## REQUIRED TASK
Copy the listing below word for word, every line in the same order.

## EXTRACTED ENTRIES
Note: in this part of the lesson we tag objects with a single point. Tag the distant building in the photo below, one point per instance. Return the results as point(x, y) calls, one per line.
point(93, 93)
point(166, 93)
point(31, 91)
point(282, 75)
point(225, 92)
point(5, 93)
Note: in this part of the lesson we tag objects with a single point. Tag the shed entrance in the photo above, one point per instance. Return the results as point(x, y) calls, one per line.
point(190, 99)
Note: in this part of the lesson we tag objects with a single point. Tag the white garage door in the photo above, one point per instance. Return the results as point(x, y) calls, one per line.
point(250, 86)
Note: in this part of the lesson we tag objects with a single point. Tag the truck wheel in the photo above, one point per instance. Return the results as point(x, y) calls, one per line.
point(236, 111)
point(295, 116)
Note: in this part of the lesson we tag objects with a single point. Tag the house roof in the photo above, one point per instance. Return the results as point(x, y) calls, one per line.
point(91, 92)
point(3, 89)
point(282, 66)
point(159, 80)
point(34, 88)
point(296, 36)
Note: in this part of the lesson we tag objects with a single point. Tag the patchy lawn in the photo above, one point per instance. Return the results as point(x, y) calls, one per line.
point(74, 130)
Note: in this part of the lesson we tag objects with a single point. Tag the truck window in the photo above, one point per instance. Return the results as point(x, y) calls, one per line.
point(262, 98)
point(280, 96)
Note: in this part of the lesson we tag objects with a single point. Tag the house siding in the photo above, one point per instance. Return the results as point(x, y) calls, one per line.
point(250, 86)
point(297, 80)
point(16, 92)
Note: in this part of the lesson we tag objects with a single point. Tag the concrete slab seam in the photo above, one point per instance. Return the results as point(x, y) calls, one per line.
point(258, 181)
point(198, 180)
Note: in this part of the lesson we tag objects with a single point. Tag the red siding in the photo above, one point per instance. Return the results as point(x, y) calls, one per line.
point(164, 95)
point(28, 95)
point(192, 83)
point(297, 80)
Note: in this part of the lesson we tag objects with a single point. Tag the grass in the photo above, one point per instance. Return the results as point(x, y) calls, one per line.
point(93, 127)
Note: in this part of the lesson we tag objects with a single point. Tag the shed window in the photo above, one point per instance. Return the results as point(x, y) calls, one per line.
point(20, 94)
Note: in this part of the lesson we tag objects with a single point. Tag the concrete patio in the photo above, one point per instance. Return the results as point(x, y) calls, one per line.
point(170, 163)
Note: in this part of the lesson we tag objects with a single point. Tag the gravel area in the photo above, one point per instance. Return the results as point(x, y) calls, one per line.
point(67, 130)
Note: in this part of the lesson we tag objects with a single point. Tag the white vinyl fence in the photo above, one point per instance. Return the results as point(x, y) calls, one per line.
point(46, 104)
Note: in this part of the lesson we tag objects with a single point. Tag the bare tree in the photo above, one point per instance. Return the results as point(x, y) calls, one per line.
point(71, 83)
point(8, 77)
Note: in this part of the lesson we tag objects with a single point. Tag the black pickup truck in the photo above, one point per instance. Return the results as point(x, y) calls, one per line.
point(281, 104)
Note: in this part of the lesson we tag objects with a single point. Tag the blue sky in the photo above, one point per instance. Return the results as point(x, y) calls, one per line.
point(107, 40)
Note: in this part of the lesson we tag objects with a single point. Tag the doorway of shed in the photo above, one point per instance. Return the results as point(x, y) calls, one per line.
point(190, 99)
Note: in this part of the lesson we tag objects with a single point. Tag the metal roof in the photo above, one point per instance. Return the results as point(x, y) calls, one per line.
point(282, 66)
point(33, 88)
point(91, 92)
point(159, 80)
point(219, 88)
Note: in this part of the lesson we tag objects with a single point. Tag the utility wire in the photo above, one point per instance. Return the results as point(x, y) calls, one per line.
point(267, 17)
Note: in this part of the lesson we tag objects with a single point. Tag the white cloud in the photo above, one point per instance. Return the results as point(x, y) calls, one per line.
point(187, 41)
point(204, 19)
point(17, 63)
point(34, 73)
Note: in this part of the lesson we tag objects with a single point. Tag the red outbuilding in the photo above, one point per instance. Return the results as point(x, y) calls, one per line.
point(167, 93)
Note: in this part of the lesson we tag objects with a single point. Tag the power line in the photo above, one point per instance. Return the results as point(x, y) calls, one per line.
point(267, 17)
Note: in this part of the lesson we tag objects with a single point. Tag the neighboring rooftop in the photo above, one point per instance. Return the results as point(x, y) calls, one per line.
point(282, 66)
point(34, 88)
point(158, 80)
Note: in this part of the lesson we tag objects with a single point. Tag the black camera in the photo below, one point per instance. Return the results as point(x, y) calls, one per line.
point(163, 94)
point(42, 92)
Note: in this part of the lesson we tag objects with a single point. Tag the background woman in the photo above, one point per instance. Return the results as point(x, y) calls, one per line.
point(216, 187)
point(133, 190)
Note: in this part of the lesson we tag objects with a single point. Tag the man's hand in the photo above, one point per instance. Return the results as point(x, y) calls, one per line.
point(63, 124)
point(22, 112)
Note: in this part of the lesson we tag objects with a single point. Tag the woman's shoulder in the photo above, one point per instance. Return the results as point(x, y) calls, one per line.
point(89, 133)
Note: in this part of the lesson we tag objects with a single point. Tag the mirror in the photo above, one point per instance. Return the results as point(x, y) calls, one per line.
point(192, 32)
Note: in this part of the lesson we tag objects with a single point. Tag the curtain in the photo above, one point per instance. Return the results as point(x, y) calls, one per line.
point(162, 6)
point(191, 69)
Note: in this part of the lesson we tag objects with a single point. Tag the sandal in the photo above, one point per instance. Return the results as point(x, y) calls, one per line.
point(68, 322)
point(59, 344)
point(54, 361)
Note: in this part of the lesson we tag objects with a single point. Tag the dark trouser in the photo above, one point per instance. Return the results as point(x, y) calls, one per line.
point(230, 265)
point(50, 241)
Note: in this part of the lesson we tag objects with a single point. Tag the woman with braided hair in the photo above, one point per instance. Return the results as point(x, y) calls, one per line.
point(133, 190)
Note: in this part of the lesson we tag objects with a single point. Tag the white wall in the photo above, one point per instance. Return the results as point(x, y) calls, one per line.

## RESPONSE TO THIS TASK
Note: in this part of the lesson we tag objects with a single point. Tag the distant building in the photo below, one point per instance. Return the results as point(x, y) calls, one per line.
point(93, 93)
point(166, 93)
point(31, 91)
point(282, 75)
point(225, 92)
point(5, 93)
Note: in this part of the lesson we tag objects with a single point. Tag the shed entrance in the photo above, one point per instance. Return the results as point(x, y) calls, one per line.
point(190, 99)
Note: in this part of the lesson we tag objects with a single point. Tag the white garage door in the photo above, one point per instance. Return the results as point(x, y) calls, one per line.
point(250, 86)
Note: in this part of the lesson we tag objects with a single point. Tag the truck wheel in the photo above, one point per instance. Return the results as point(x, y) calls, one per line.
point(236, 111)
point(295, 116)
Note: in this part of the lesson we tag objects with a single point. Tag the house roof in the photo above, one point per instance. Return the results as point(x, y) calls, one per line.
point(91, 92)
point(3, 89)
point(282, 66)
point(159, 80)
point(34, 88)
point(296, 36)
Note: in this part of the lesson we tag objects with a single point. Tag the patchy lawn in the photo above, one point per instance. Return the results as point(x, y) calls, one per line.
point(74, 130)
Note: in this part of the lesson we tag objects with a single point. Tag the truck window in the photo above, one point per instance. Return the results as point(x, y) calls, one per line.
point(262, 98)
point(280, 96)
Note: in this part of the lesson we tag objects with a single point. Tag the house siding in the photo above, one point per instance. Return the results as point(x, y) calls, one per line.
point(250, 86)
point(297, 80)
point(16, 92)
Note: in this part of the lesson we tag objects with a single point. Tag the concrete slab seam in the photo above, one point per instance. Return the results as point(x, y) calls, one per line.
point(258, 181)
point(198, 180)
Note: in this part of the lesson we tag objects with a single point. Tag the red siding in the photo above, one point per instance. Return the results as point(x, y) calls, one per line.
point(164, 95)
point(28, 95)
point(192, 83)
point(297, 80)
Note: in this part of the lesson we tag objects with a single point. Tag the grass in the photo above, one point per instance. Return the results as point(x, y) calls, one per line.
point(93, 127)
Note: in this part of the lesson we tag objects with a single point. Tag the shed window in the photo above, one point per instance. Return the results as point(x, y) calls, one per line.
point(20, 94)
Note: in this part of the lesson we tag objects with a single point. Tag the concrete patio in the photo above, one point per instance. Return the results as point(x, y) calls, one per line.
point(170, 163)
Note: in this part of the lesson we tag objects with a single point. Tag the gravel area in the photo above, one point per instance. Return the results as point(x, y) calls, one per line.
point(67, 130)
Note: in this part of the lesson we tag objects with a single point. Tag the white vinyl fence in the photo above, one point per instance. Return the results as point(x, y) calls, one per line.
point(46, 104)
Note: in this part of the lesson we tag objects with a single point. Tag the bare tree in the photo above, one point per instance. Return the results as point(x, y) calls, one per line.
point(71, 83)
point(8, 77)
Note: in this part of the lesson we tag objects with a single point. Tag the black pickup truck in the photo above, one point per instance. Return the results as point(x, y) calls, one per line.
point(281, 104)
Note: in this part of the lesson we tag objects with a single point. Tag the blue sky in the photo above, one point per instance. Return the results as point(x, y) calls, one per line.
point(107, 40)
Note: in this part of the lesson we tag objects with a single point. Tag the doorway of shed in the photo above, one point per instance. Return the results as point(x, y) calls, one per line.
point(190, 99)
Note: in this part of the lesson we tag objects with a single point. Tag the metal roof in the photo above, one point per instance. Return the results as point(x, y) calls, one per line.
point(282, 66)
point(33, 88)
point(91, 92)
point(159, 80)
point(219, 88)
Note: in this part of the lesson we tag objects with a single point. Tag the utility wire in the photo above, one point per instance. Return the results as point(x, y) calls, one per line.
point(267, 17)
Note: in this part of the lesson we tag objects with a single point. Tag the white cloud in the photo above, one point per instance. Return the results as point(x, y) calls, one per line.
point(187, 41)
point(204, 19)
point(17, 63)
point(34, 73)
Note: in this part of the lesson we tag objects with a single point. Tag the red outbuilding in the photo above, one point per instance. Return the results as point(x, y) calls, one per line.
point(167, 93)
Note: in this part of the lesson we tag objects with a single point. Tag the power line in the photo above, one point per instance. Return the results as point(x, y) calls, one per line.
point(267, 17)
Note: in this part of the lesson we tag objects with a single point. Tag the neighboring rooftop in the photo above, one point per instance. Return the results as point(x, y) calls, one per line.
point(282, 66)
point(34, 88)
point(158, 80)
Note: in this part of the lesson we tag objects with a single point. Tag the black camera in the photo below, one point per instance. Return the results as point(x, y) calls, one per line.
point(163, 94)
point(42, 92)
Note: in this part of the lesson we tag objects with a single point. Tag the background woman in the photo above, one point per instance. Return the results as point(x, y) calls, one per line.
point(216, 187)
point(133, 190)
Note: in this part of the lesson we tag objects with a single point. Tag the man's hand in the photo above, one point per instance. Return the results as point(x, y) calls, one per line.
point(63, 124)
point(22, 112)
Note: in this part of the lesson we tag objects with a single point. Tag the woman's shoulder in the photo above, one point per instance. Return the results as point(x, y) calls, one per line.
point(89, 133)
Note: in this part of the lesson we tag objects with a single point. Tag the mirror in the photo above, one point per instance. Return the results as point(x, y) calls, one per line.
point(192, 32)
Note: in this part of the lesson we tag objects with a single point. Tag the curtain in the photo above, one point per instance. Return the results as point(x, y) calls, one per line.
point(162, 6)
point(191, 69)
Note: in this part of the lesson we tag objects with a single point. Tag the sandal in the photo above, one point per instance. Return the results as point(x, y) calls, one per line.
point(68, 322)
point(59, 344)
point(54, 361)
Note: in this part of the lesson we tag objects with a single point. Tag the dark trouser in the photo above, one point per instance. Return the results as point(x, y) calls, one per line.
point(230, 265)
point(50, 241)
Note: in this part of the lesson we tag objects with a single point. Tag the woman with braided hair in the photo above, one point per instance. Return the results as point(x, y) calls, one per line.
point(133, 190)
Note: in this part of the lesson we tag objects with a single point. Tag the white wall in the photo above, one point per instance. Return the results as point(x, y) calls, one per line.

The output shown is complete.